— Brief —
Exactly the lines from the beginning of the material to the line with "Target: foliage" are to be repeated, both ends included.

— Input material —
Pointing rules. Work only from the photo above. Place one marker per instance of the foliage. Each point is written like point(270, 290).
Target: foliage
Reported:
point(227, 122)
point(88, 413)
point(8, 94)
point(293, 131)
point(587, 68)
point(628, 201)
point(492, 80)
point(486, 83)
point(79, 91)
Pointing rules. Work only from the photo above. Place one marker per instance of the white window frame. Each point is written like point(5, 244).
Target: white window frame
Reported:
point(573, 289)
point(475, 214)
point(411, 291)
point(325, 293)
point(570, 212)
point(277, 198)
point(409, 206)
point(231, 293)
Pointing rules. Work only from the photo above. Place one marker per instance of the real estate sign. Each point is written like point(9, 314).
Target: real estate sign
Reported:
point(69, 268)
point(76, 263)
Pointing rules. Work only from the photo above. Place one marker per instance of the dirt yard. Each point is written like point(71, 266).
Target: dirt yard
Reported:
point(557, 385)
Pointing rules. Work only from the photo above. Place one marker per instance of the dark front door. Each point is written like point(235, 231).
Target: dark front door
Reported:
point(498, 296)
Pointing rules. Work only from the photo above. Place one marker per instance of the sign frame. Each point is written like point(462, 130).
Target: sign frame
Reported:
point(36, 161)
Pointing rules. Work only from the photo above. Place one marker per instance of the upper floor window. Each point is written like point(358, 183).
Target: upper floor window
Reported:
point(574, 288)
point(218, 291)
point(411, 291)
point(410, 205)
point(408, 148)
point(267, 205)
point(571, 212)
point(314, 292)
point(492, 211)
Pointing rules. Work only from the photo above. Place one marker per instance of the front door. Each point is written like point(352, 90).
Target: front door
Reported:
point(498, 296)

— Result —
Pointing rules. Work only from the photo above. Place one marker per instance of the foliage. Each point is written like point(270, 290).
Target: foliage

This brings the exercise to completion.